— Begin Page extract —
# Electro Magnetic Coupling (Federal SN Co)



## Nigel Wing (Sep 26, 2006)

As an apprentice electrician at Silley Cox & Co. Falmouth, between 1959 - 1964, I remember several Federal SN ships having two Main Engines, coupled to a single screw, via an electro magnetic coupling, (Surrey) for example.
The unpleasant task of cleaning the electrical coils on this gear, normally occured during drydockings, and I became involved on more than one occasion.
I have often wondered how it worked, and whether one Main Engine could be coupled/uncoupled as necessary.
If anyone can reply with a simple explanation I would much appreciate this, it was probably simple, but as an apprentice sometimes enough attention was not paid.
Cheers.
Nigel.


----------



## J Boyde (Apr 7, 2005)

I was 4th on the Wairata, she had two Nordberg engines coupled through magnetic couplings on to reduction gears finishing up with a single shaft. Manouvering, normaly, one engine ahead, one astern. When the ship was to be started the telgraph would indicate direction, ie, ahead or astern. On her it was a matter of putting a switch (like a big knob) If ahead. it was pushed forward. If astern, backwards. Very simple to manouver. Use the a throtle on whichever engine was required. Double ring, (popular move in Bombay) Full power to the required direction, then stop the other then start in the direction required, then couple the two together. The power had to be agusted to that both engines had the rame revs. Her running speed was 72 rpm, for around 14 knots. 
Hope this helps, like the ship, I too and getting old and do miss things.
Jim B


----------



## CONDOR (Jun 26, 2009)

I was engineering officer on a US Navy ship. 6 large 16 cyl. diesel engines. 3 diesels connected to each shaft (2 shafts), through a electro magnetic coupling, which then connected to a speed reduction gear, and thence to the propulsion shafts. Great for maneuvering, with some engines running ahead and some in reverse. Quick connect disconnect thruough a simple throw of a hand toggle switch. It was rumored that you could even start a dead engine by energizing the coupling taking power from an On Line engine, but we never dared tried that. CONDOR


----------



## jim garnett (Sep 13, 2009)

Nigel Wing said:


> As an apprentice electrician at Silley Cox & Co. Falmouth, between 1959 - 1964, I remember several Federal SN ships having two Main Engines, coupled to a single screw, via an electro magnetic coupling, (Surrey) for example.
> The unpleasant task of cleaning the electrical coils on this gear, normally occured during drydockings, and I became involved on more than one occasion.
> I have often wondered how it worked, and whether one Main Engine could be coupled/uncoupled as necessary.
> If anyone can reply with a simple explanation I would much appreciate this, it was probably simple, but as an apprentice sometimes enough attention was not paid.
> ...


i served for two years on a C1A vessel la estancia/montcalm.It had two sulzer engines coupled to one shaft via manetic couplings and recduction gear.Yes the engines could be uncoupled by simple switches 
on the contol panel.During manoeuvering one engine was run in the ahead direction and the other astern.
It made things very simple and saved a lot of compressed air.See wikipedia C1A vessels.

Jim garnett


----------



## billmaca (Jan 14, 2006)

The Wiamati Union Steam NZ had a similar setup


----------
— End Page extract —
What is asked:
- 1) According to the forum thread, what was the Wairata's running speed?
- 2) List the names shown in the post headers of the forum thread.
- 3) Decide whether each statement agrees with the forum thread, and quote the words that settle it: (a) The US Navy ship had three diesel engines connected to each of its two shafts. (b) The crew of the US Navy ship started a dead engine by energizing the coupling. (c) On the C1A vessel, the engines could be uncoupled with simple switches.
— Begin Provided records —
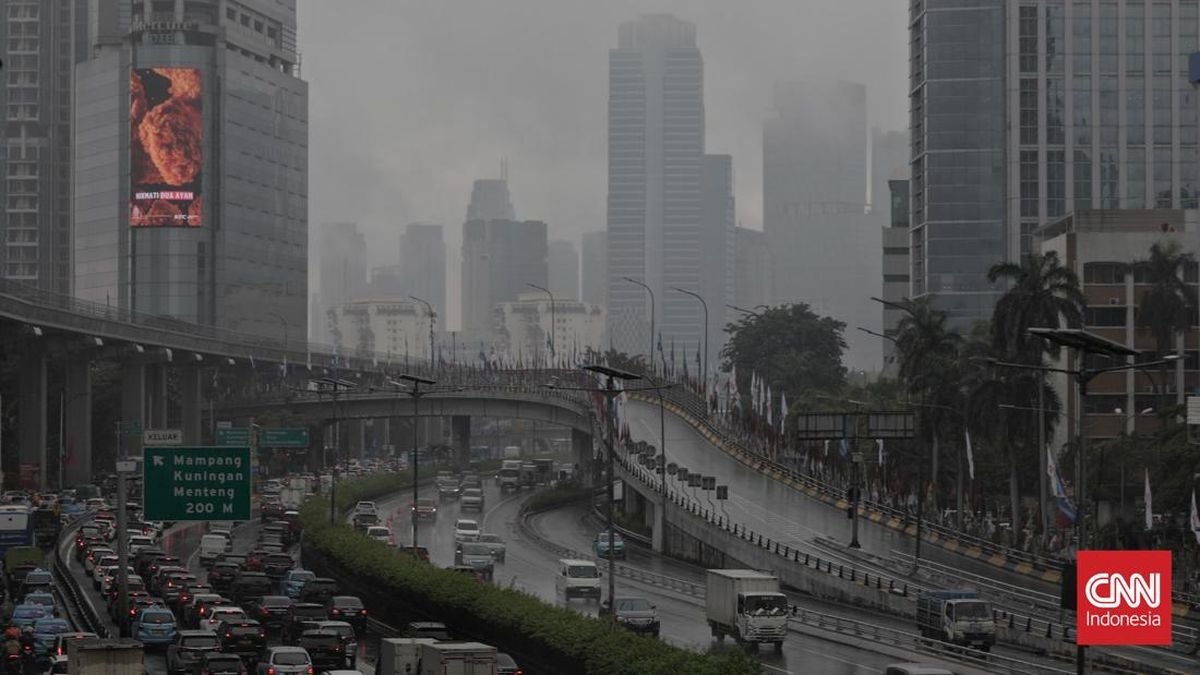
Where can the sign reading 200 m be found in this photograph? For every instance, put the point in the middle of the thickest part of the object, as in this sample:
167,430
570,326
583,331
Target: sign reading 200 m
166,147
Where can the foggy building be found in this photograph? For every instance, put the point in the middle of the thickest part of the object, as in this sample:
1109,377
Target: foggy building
718,267
1026,113
499,260
564,269
753,269
40,43
895,261
342,262
387,282
594,267
423,264
490,201
655,154
825,251
198,209
522,329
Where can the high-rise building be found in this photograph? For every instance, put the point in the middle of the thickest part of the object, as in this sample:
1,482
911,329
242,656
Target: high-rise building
191,137
594,278
564,269
423,266
40,41
342,262
753,264
825,251
1024,112
655,154
499,260
895,262
718,264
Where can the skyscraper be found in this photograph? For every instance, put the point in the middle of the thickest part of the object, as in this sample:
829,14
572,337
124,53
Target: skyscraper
343,267
423,264
825,251
40,43
564,269
594,276
1023,113
499,260
192,199
655,154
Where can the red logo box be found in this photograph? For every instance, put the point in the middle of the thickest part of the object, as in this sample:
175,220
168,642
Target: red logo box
1123,598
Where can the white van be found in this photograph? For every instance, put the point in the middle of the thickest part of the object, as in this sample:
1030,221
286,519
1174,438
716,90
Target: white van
577,578
211,547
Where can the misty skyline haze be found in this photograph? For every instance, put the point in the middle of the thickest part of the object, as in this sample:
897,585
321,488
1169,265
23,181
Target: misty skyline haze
471,83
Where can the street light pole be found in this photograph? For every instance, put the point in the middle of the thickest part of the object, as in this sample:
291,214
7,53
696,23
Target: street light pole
705,305
433,321
649,362
553,322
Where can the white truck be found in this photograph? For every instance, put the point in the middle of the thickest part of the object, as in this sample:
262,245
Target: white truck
747,605
105,657
426,656
957,615
510,476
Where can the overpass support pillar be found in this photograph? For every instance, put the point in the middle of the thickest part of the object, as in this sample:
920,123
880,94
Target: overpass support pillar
156,396
77,420
354,438
31,451
133,405
460,438
191,402
581,454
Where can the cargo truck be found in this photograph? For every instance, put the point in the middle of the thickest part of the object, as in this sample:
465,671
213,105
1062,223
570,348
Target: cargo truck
747,605
426,656
959,616
106,657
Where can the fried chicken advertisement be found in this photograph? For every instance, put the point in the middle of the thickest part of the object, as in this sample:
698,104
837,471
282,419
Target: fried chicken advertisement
166,147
— End Provided records —
Outputs:
- 1) 72 rpm, for around 14 knots.

- 2) Nigel Wing, J Boyde, CONDOR, jim garnett, billmaca

- 3)
(a) Yes: "3 diesels connected to each shaft (2 shafts)"
(b) No: "but we never dared tried that"
(c) Yes: "Yes the engines could be uncoupled by simple switches"